• Task item
What you give back should match the entries below character for character.

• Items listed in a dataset
──────

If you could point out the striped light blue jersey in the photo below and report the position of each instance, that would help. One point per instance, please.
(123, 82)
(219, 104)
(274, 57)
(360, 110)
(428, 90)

──────

• Solution for this exercise
If you could point out the striped light blue jersey in the photo below and report the position of each instance, that would help. One point per instance, please.
(123, 82)
(219, 104)
(274, 57)
(360, 110)
(428, 90)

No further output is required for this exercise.